◆ **What the task asks**
Your task is to transcribe the data in full.

◆ **Provided records**
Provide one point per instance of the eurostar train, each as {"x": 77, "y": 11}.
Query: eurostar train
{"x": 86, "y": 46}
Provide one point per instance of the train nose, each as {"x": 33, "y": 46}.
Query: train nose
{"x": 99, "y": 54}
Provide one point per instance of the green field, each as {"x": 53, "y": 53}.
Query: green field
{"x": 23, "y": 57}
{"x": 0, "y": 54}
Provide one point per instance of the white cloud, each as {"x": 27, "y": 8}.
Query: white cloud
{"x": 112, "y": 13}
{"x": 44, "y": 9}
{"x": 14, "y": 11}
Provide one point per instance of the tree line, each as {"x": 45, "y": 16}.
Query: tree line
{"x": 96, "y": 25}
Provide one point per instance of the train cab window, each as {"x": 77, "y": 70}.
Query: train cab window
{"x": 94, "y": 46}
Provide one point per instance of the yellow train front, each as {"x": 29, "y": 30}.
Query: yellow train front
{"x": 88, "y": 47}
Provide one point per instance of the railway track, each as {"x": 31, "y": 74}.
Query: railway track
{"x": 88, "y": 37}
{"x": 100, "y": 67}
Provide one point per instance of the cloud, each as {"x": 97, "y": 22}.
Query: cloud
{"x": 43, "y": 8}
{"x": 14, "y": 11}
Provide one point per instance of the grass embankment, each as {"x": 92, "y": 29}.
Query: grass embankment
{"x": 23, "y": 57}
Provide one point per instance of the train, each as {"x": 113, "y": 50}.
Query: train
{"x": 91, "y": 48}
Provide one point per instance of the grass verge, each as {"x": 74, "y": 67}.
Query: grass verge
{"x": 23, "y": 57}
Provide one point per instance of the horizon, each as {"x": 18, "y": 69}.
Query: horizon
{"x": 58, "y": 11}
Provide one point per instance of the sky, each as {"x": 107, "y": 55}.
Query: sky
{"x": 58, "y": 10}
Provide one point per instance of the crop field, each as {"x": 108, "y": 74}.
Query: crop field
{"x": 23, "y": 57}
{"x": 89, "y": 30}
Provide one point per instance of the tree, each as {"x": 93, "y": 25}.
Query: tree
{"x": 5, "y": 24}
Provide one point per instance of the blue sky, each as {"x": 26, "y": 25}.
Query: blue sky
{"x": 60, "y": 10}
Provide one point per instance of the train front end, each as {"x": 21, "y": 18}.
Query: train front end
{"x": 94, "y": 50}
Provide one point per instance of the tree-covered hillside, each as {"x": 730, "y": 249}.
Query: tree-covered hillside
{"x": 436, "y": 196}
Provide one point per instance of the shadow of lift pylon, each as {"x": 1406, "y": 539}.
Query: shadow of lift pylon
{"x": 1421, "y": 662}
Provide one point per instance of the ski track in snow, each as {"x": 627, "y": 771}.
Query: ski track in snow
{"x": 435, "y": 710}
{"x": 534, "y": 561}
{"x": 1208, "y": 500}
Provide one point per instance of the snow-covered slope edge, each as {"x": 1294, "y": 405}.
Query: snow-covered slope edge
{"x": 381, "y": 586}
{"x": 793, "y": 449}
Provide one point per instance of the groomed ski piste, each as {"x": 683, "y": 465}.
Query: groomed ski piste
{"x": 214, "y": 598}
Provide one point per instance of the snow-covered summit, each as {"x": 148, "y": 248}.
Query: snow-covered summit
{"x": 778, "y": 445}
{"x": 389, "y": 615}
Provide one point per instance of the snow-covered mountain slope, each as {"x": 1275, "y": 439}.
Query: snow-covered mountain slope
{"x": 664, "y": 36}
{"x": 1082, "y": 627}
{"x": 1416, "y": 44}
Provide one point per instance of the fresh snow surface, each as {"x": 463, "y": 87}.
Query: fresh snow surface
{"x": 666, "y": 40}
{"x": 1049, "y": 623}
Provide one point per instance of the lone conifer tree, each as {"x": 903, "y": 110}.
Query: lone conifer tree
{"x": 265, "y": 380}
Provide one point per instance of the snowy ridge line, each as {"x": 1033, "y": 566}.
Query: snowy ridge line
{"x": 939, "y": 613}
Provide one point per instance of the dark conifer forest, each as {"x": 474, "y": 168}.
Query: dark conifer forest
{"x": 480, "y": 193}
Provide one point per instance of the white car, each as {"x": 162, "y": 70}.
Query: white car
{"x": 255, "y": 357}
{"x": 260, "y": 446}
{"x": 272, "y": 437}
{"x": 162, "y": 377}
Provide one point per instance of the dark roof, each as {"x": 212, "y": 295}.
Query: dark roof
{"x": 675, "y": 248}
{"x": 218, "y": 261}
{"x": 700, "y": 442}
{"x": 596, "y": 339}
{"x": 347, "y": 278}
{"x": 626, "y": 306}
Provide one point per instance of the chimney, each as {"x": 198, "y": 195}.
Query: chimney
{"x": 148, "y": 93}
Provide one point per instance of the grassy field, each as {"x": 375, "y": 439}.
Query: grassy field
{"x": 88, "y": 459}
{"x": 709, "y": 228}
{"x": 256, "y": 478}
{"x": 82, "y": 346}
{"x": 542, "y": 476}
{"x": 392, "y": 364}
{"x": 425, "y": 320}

◆ **Output for this exercise**
Provide one point per instance of the eurostar train, each as {"x": 77, "y": 11}.
Query: eurostar train
{"x": 86, "y": 46}
Provide one point per instance of the train nose, each as {"x": 33, "y": 46}.
Query: train nose
{"x": 99, "y": 54}
Provide one point per instance of the green field, each as {"x": 53, "y": 53}.
Query: green field
{"x": 23, "y": 57}
{"x": 0, "y": 54}
Provide one point per instance of the white cloud, each as {"x": 27, "y": 8}.
Query: white cloud
{"x": 112, "y": 13}
{"x": 44, "y": 9}
{"x": 14, "y": 11}
Provide one point per instance of the tree line, each as {"x": 45, "y": 16}.
Query: tree line
{"x": 96, "y": 25}
Provide one point per instance of the train cab window, each as {"x": 77, "y": 70}.
Query: train cab window
{"x": 94, "y": 46}
Provide one point per instance of the yellow train front, each as {"x": 29, "y": 30}.
Query: yellow train front
{"x": 88, "y": 47}
Provide one point per instance of the railway track, each as {"x": 31, "y": 74}.
Query: railway track
{"x": 88, "y": 37}
{"x": 100, "y": 67}
Provide one point per instance of the cloud, each as {"x": 97, "y": 22}.
Query: cloud
{"x": 43, "y": 8}
{"x": 14, "y": 11}
Provide one point per instance of the grass embankment, each as {"x": 92, "y": 29}.
Query: grass embankment
{"x": 23, "y": 57}
Provide one point per instance of the train, each as {"x": 113, "y": 50}.
Query: train
{"x": 91, "y": 48}
Provide one point per instance of the grass verge, each as {"x": 74, "y": 67}.
Query: grass verge
{"x": 23, "y": 57}
Provide one point per instance of the horizon, each as {"x": 18, "y": 69}.
Query: horizon
{"x": 58, "y": 11}
Provide one point per instance of the sky, each as {"x": 107, "y": 55}.
Query: sky
{"x": 58, "y": 10}
Provide one point per instance of the crop field, each as {"x": 108, "y": 74}.
Query: crop field
{"x": 23, "y": 57}
{"x": 89, "y": 30}
Provide one point per instance of the tree, each as {"x": 93, "y": 25}.
Query: tree
{"x": 5, "y": 24}
Provide one point per instance of the blue sky, each as {"x": 26, "y": 25}.
Query: blue sky
{"x": 60, "y": 10}
Provide one point per instance of the train front end, each as {"x": 21, "y": 18}.
Query: train front end
{"x": 94, "y": 50}
Provide one point per instance of the tree-covered hillside, each as {"x": 730, "y": 249}.
Query: tree-covered hillside
{"x": 436, "y": 196}
Provide one point per instance of the shadow of lift pylon, each as {"x": 1406, "y": 539}.
Query: shadow of lift pylon
{"x": 1421, "y": 662}
Provide one point per instance of the ski track in snow, each as {"x": 627, "y": 771}.
Query: ski track in snow
{"x": 435, "y": 710}
{"x": 534, "y": 561}
{"x": 1208, "y": 500}
Provide one point per instance of the snow-covered slope edge, each as {"x": 1294, "y": 405}.
Query: snow-covered slope edge
{"x": 381, "y": 586}
{"x": 793, "y": 449}
Provide one point per instance of the groomed ski piste, each as {"x": 683, "y": 465}.
Query: groomed ski piste
{"x": 214, "y": 598}
Provide one point per instance of the snow-covered summit, each as {"x": 148, "y": 248}.
Query: snow-covered summit
{"x": 778, "y": 445}
{"x": 389, "y": 615}
Provide one point per instance of the snow-covered mountain slope, each as {"x": 1275, "y": 439}.
Query: snow-covered mountain slope
{"x": 664, "y": 36}
{"x": 1082, "y": 627}
{"x": 1416, "y": 44}
Provide one point per instance of the fresh snow surface, each as {"x": 463, "y": 87}.
Query: fresh snow surface
{"x": 666, "y": 40}
{"x": 1049, "y": 623}
Provide one point per instance of the lone conifer tree, each as {"x": 903, "y": 110}.
Query: lone conifer tree
{"x": 265, "y": 380}
Provide one point per instance of the snowy ridge line, each as {"x": 1033, "y": 566}.
Query: snowy ridge line
{"x": 939, "y": 613}
Provide one point per instance of the dark conifer forest, each as {"x": 474, "y": 168}.
Query: dark conifer forest
{"x": 480, "y": 193}
Provide one point per instance of the white car, each as {"x": 162, "y": 70}.
Query: white car
{"x": 255, "y": 357}
{"x": 260, "y": 446}
{"x": 272, "y": 437}
{"x": 162, "y": 377}
Provide one point per instance of the dark roof, each as {"x": 212, "y": 295}.
Query: dark roof
{"x": 675, "y": 248}
{"x": 218, "y": 261}
{"x": 700, "y": 442}
{"x": 596, "y": 339}
{"x": 347, "y": 278}
{"x": 626, "y": 306}
Provide one point per instance of the chimney, each as {"x": 198, "y": 195}.
Query: chimney
{"x": 148, "y": 93}
Provide one point per instance of the grassy field, each as {"x": 375, "y": 439}.
Query: grassy field
{"x": 88, "y": 459}
{"x": 709, "y": 228}
{"x": 256, "y": 478}
{"x": 82, "y": 346}
{"x": 542, "y": 476}
{"x": 392, "y": 364}
{"x": 425, "y": 320}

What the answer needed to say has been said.